• _Exercise set_:
(a) In the Neo kite design interview, which sizes saw the least amount of change?
(b) Continue the Neo kite design interview from where it stops.

Behind the Design of the NEO

The NEO and NEO SLS are the wave dedicated kites in the Duotone Range. We caught up with designer Ken Winner to find out more about the 2022 Neo. 

Tell us about the design brief and goals set for the new Neo? 

As usual, we were interested in finding ways to make the Neo turn better and feel more intuitive, all while keeping good drift, power, depower, relaunch and feedback for kite location. 

What are the main technical/geometrical changes compared to the previous model? ( Arc, Outline, Sweep, Aspect Ratio, Angle of Attack, Tow Point, Cone, Leading Edge diameter, canopy profile, strut profile.)

We made changes in three cohorts of the Neo range:

1. The cohort of smaller kites, sizes 3 to 9 have the biggest changes. Here we changed:

  • Trailing edge sweep
  • Width of the arc
  • Outline in the forward part of the LE below the tip strut
  • Canopy profiles

2. The cohort of large kites sizes 11 and 12, saw the least amount of change. Here we changed only the outline in the forward part of the LE below the tip strut. 

3. The cohort including only the 10-meter Neo saw changes similar to those of the 3-to-9 cohort but less extreme. 

  • Trailing edge sweep
  • Width of the arc
  • Outline in the forward part of the LE below the tip strut
  • Canopy profiles

How have these changes influenced the performance, handling and feel of the Neo?

Taking each change in turn:

The change in trailing edge sweep meant a slightly shorter centre chord, which tends to give better drift performance, and a slightly longer tip chord, which can give a less aggressive bar feel and quicker turning. 

The change to a slightly narrower arc gave a bit softer feel in the smaller sizes and helped ensure smooth round turning. We didn’t do this (or the change mentioned above) in the biggest sizes because big kites are more prone to feel too soft rather than too aggressive and we felt the big kites we tested with these changes were too mushy and indefinite in feel. This is also the reason we made more modest changes to the 10.

• _Dataset extract_:
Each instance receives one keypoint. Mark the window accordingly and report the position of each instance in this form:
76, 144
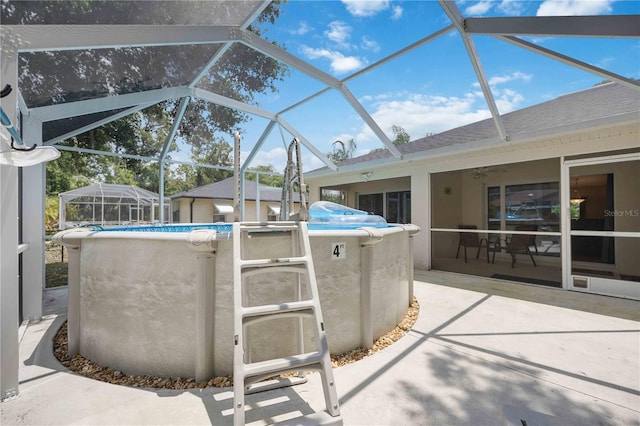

• _Written answers_:
(a) Sizes 11 and 12.

(b)
The change in the outline below the front of the tip strut causes the front of the leading edge to open more under a steering impulse - to assume a higher angle of attack on the side of the kite that is at the inside of the turn - and to thus permitting quicker turning. We did this on all sizes with the bigger change in the bigger sizes. There is the risk with this type of change that the bar feel will become erratic, so we tried different amounts and settled on a change that kept the Neo feeling quick but comfortable. 

The change in profiles applies to sizes 10 and smaller. Here we went a little deeper in the centre and at the tip struts (stations 1 and 6) while going a bit flatter at stations 3 to 5. Keeping or increasing depth in the centre helped to ensure that we would keep power while flattening at stations 3 to5 helped reduce the slightly luffing that accompanies turning the kite. That luffing can slow turn completion, so this change helped improve Neo turning ability. 

Increasing profile at the tip strut while reducing slightly above the tip strut exaggerated the effect of reducing profile above the tip strut while also reducing the potential for luff and flutter below the tip strut. 

What were the design challenges to overcome?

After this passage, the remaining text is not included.